- THE PROBLEM -
All lines below are to be output exactly as they stand.

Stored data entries
--- START ---

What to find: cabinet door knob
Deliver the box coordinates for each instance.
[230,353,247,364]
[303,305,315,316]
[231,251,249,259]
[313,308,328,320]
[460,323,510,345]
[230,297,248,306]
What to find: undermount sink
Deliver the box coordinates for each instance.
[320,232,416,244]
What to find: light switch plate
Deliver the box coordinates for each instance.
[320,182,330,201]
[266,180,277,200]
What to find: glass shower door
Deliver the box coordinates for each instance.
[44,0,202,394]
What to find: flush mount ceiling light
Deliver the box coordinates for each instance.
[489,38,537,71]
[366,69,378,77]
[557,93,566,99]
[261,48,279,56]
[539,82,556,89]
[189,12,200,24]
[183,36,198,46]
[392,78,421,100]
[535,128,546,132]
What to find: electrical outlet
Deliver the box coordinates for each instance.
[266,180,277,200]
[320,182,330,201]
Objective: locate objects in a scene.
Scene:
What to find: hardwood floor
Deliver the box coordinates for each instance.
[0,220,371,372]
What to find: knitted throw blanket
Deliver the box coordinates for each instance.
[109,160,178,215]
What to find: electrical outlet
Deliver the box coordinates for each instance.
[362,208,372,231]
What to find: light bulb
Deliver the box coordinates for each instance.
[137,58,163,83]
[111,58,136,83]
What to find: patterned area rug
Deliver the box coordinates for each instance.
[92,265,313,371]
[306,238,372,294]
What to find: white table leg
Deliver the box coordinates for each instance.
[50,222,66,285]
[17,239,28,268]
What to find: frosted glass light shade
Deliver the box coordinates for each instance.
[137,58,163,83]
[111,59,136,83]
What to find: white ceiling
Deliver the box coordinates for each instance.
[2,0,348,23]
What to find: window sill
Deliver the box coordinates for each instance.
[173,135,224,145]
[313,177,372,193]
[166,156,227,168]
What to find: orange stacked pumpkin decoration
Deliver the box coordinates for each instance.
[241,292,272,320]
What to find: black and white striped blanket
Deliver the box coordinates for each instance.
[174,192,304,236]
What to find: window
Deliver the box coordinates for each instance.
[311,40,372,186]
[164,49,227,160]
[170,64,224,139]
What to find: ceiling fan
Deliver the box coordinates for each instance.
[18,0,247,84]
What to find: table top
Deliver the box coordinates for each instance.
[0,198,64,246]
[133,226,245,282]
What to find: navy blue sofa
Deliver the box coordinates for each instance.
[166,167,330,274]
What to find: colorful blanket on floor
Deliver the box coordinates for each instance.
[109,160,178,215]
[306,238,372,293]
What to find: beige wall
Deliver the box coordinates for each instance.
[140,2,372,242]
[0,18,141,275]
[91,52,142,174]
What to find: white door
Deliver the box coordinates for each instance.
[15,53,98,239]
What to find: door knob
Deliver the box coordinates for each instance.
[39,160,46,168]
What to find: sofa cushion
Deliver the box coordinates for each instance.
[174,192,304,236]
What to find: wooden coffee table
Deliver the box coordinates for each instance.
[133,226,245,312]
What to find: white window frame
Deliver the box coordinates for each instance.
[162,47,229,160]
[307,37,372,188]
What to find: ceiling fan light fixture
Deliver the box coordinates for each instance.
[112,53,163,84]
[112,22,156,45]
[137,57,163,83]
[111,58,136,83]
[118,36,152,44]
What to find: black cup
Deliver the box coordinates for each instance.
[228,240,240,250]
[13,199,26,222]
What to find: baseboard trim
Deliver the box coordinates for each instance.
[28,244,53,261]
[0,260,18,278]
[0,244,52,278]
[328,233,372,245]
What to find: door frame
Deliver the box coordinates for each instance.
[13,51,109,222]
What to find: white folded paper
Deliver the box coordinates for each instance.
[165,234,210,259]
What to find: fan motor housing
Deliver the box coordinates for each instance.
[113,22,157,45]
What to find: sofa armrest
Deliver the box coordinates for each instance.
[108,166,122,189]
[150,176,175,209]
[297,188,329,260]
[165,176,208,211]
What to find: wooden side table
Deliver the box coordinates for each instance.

--- END ---

- RESPONSE TO THE EXERCISE -
What to find: cabinet door knob
Deliver the box coordinates for each instance.
[230,353,247,364]
[303,305,315,316]
[231,251,249,259]
[313,308,328,320]
[460,323,510,345]
[230,297,248,306]
What to find: undermount sink
Deliver the box coordinates for each instance.
[320,232,416,244]
What to find: light switch plate
Deliver the box coordinates for each instance.
[320,182,330,201]
[266,180,277,200]
What to find: glass shower door
Deliver the box coordinates for each instance.
[44,0,202,394]
What to find: flush mount ceiling light
Deliver the box coordinates for each instance.
[489,38,537,71]
[366,69,378,77]
[557,93,566,99]
[261,48,279,56]
[539,82,556,89]
[189,12,200,24]
[183,36,198,46]
[392,78,421,100]
[535,128,546,132]
What to find: electrical outlet
Deliver the box coordinates for each instance.
[266,180,277,200]
[320,182,330,201]
Objective: locate objects in a scene.
Scene:
What to find: hardwood floor
Deliver the box coordinates for each instance.
[0,220,371,372]
What to find: knitted throw blanket
Deliver the box coordinates for each instance.
[109,160,178,215]
What to find: electrical outlet
Deliver the box coordinates for each instance.
[362,208,372,231]
What to find: light bulb
Deliver the box coordinates for each instance.
[137,58,163,83]
[111,58,136,83]
What to find: patterned area rug
Deliver the box coordinates for each instance.
[92,265,313,371]
[306,238,372,294]
What to find: white table leg
Deliver the box coordinates for each instance.
[50,222,66,285]
[17,239,28,268]
What to find: frosted glass light shade
Deliver the box coordinates for each instance.
[137,58,163,83]
[111,59,136,83]
What to find: white ceiling
Deliver the box coordinates for each instance.
[2,0,348,23]
What to find: window sill
Deliver the box coordinates for each instance.
[173,135,224,145]
[313,177,372,193]
[166,156,227,168]
What to find: orange stacked pumpkin decoration
Deliver the box coordinates for each instance.
[241,292,272,320]
What to find: black and white striped blanket
Deliver the box coordinates for each instance.
[174,192,304,236]
What to find: window
Deliver the box coordinates for each instance.
[311,40,372,186]
[164,49,227,160]
[170,64,224,139]
What to find: ceiling fan
Deliver the box coordinates for each instance.
[18,0,247,84]
What to find: table top
Deliver the box coordinates for each instance.
[0,198,64,246]
[133,226,245,282]
What to find: navy blue sofa
Deliver the box coordinates for each instance.
[166,167,330,274]
What to find: colorful blanket on floor
Deliver the box coordinates for each instance.
[109,160,178,215]
[306,238,372,293]
What to find: beige wall
Deliver the box coordinates for each instance.
[140,2,372,242]
[0,18,141,275]
[91,52,142,174]
What to find: white door
Deliver the box coordinates for each instance.
[15,53,98,239]
What to find: door knob
Deliver the box coordinates for each instance.
[39,160,46,168]
What to find: sofa cushion
Deliver the box coordinates for each instance.
[174,192,304,236]
What to find: wooden coffee table
Deliver the box coordinates for each instance.
[133,226,245,312]
What to find: white window frame
Deliver the box coordinates for each instance.
[162,47,229,160]
[307,37,372,188]
What to find: ceiling fan light fixture
Deliver the box coordinates for each instance.
[112,53,163,84]
[112,22,156,45]
[137,57,163,83]
[111,58,136,83]
[118,36,152,44]
What to find: black cup
Deliver the box coordinates for each instance.
[228,240,240,250]
[13,199,26,222]
What to find: baseboard trim
Deliver the box coordinates for each instance.
[28,244,53,261]
[0,260,18,278]
[0,244,52,278]
[328,233,372,245]
What to find: door frame
Deliver the box coordinates for each instance.
[13,51,109,222]
What to find: white folded paper
Deliver the box coordinates for each instance.
[165,234,210,259]
What to find: fan motor housing
Deliver the box coordinates for each instance.
[113,22,157,45]
What to find: sofa armrest
Deliver the box coordinates for each instance.
[108,166,122,189]
[150,176,175,209]
[297,188,329,260]
[165,176,208,211]
What to find: wooden side table
Deliver the box coordinates for each instance.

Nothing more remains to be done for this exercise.